[Segmentation dataset excerpts]
===============
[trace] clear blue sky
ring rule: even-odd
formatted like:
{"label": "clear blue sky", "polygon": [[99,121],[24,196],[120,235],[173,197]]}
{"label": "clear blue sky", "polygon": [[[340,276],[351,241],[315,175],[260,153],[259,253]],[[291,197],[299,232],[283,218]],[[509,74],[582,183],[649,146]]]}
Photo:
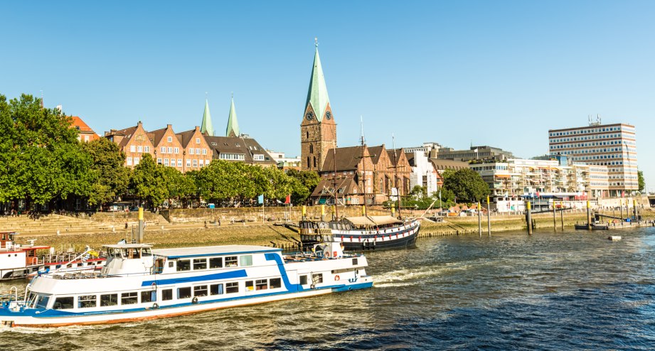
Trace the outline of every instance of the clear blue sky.
{"label": "clear blue sky", "polygon": [[319,51],[339,146],[546,153],[588,114],[635,125],[655,190],[655,1],[11,1],[0,93],[40,95],[97,133],[215,129],[230,94],[242,132],[294,156]]}

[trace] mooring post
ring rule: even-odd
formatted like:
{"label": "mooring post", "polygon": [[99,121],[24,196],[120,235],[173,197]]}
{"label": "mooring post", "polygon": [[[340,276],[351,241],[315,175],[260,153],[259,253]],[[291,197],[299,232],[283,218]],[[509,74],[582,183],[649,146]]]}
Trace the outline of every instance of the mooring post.
{"label": "mooring post", "polygon": [[553,230],[557,232],[557,220],[555,218],[555,199],[553,199]]}
{"label": "mooring post", "polygon": [[486,233],[491,236],[491,206],[489,205],[489,197],[486,197]]}
{"label": "mooring post", "polygon": [[528,226],[528,234],[532,235],[532,210],[531,210],[530,200],[526,203],[526,225]]}
{"label": "mooring post", "polygon": [[478,234],[480,237],[482,237],[482,212],[480,210],[481,208],[480,202],[478,201]]}

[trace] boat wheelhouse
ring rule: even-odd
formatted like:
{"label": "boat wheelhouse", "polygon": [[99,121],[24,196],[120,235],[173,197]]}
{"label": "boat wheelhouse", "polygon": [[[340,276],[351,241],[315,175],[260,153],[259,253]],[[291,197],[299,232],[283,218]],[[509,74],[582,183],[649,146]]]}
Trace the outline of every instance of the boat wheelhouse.
{"label": "boat wheelhouse", "polygon": [[17,279],[54,271],[94,271],[105,265],[105,258],[82,254],[55,254],[48,246],[16,244],[18,233],[0,232],[0,280]]}
{"label": "boat wheelhouse", "polygon": [[[370,288],[363,255],[337,244],[283,256],[277,248],[230,245],[151,249],[106,245],[100,273],[36,277],[0,307],[0,323],[54,327],[145,320]],[[17,295],[17,293],[16,293]]]}
{"label": "boat wheelhouse", "polygon": [[302,220],[299,226],[303,247],[336,242],[343,244],[346,251],[366,251],[414,247],[420,222],[392,216],[360,216],[339,221]]}

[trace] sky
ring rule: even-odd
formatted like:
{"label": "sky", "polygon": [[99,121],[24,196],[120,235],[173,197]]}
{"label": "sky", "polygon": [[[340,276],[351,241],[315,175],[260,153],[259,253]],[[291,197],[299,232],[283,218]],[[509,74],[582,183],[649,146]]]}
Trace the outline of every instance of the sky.
{"label": "sky", "polygon": [[489,145],[530,158],[589,115],[637,130],[655,190],[655,1],[9,1],[0,94],[100,134],[200,126],[300,153],[314,38],[339,146]]}

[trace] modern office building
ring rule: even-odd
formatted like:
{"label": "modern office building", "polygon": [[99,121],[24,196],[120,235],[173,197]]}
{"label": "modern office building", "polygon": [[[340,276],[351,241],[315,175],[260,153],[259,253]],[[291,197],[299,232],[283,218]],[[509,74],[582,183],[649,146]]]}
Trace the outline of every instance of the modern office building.
{"label": "modern office building", "polygon": [[[608,168],[609,196],[623,196],[639,189],[634,126],[624,123],[548,131],[550,156],[566,156],[573,163]],[[605,195],[605,194],[603,194]]]}

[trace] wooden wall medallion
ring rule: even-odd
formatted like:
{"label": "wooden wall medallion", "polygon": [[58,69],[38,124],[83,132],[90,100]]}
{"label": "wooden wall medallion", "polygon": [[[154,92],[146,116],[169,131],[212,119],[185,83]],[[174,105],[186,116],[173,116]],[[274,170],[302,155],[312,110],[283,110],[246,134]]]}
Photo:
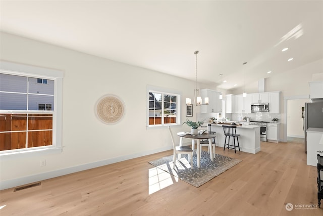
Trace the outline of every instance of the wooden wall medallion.
{"label": "wooden wall medallion", "polygon": [[103,122],[114,124],[123,117],[125,106],[118,97],[107,95],[101,98],[96,105],[96,114]]}

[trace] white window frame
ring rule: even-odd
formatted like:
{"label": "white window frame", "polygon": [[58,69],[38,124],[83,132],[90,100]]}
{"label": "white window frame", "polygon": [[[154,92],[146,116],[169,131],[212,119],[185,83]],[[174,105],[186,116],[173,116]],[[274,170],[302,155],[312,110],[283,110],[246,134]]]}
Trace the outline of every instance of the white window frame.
===============
Copy out, without any change, the lines of the rows from the one containing "[trace] modern office building" through the end of the rows, keeping both ends and leaving out the pictures.

Solved problem »
[trace] modern office building
ring rule: even-odd
formatted like:
{"label": "modern office building", "polygon": [[99,121],[24,196],[120,235],[173,197]]}
{"label": "modern office building", "polygon": [[[340,276],[351,241],[315,175],[260,153],[259,253]],[[291,197],[299,232],[283,218]],[[509,74],[582,183],[649,146]]]}
Trace the outline of every instance of the modern office building.
{"label": "modern office building", "polygon": [[[608,168],[609,196],[623,196],[639,189],[634,126],[624,123],[548,131],[550,156],[566,156],[573,163]],[[605,195],[605,194],[603,194]]]}

[trace] wooden wall medallion
ring rule: even-odd
formatted like:
{"label": "wooden wall medallion", "polygon": [[58,69],[38,124],[83,132],[90,100]]}
{"label": "wooden wall medallion", "polygon": [[[154,92],[146,116],[169,131],[212,119],[185,83]],[[174,105],[186,116],[173,116]],[[274,170],[302,155],[312,110],[283,110],[246,134]]]}
Photo:
Trace the outline of every instance of the wooden wall medallion.
{"label": "wooden wall medallion", "polygon": [[103,122],[114,124],[123,117],[125,106],[118,97],[107,95],[101,98],[96,105],[96,114]]}

[trace] white window frame
ring rule: even-odd
formatted like:
{"label": "white window frame", "polygon": [[58,69],[38,124],[83,132],[90,100]]}
{"label": "white window frame", "polygon": [[[154,92],[146,116],[169,131],[212,119],[185,83]],[[174,105],[186,116],[173,116]],[[274,170],[302,155],[312,110],[283,110],[246,134]]]}
Trace the outline of every instance of the white window frame.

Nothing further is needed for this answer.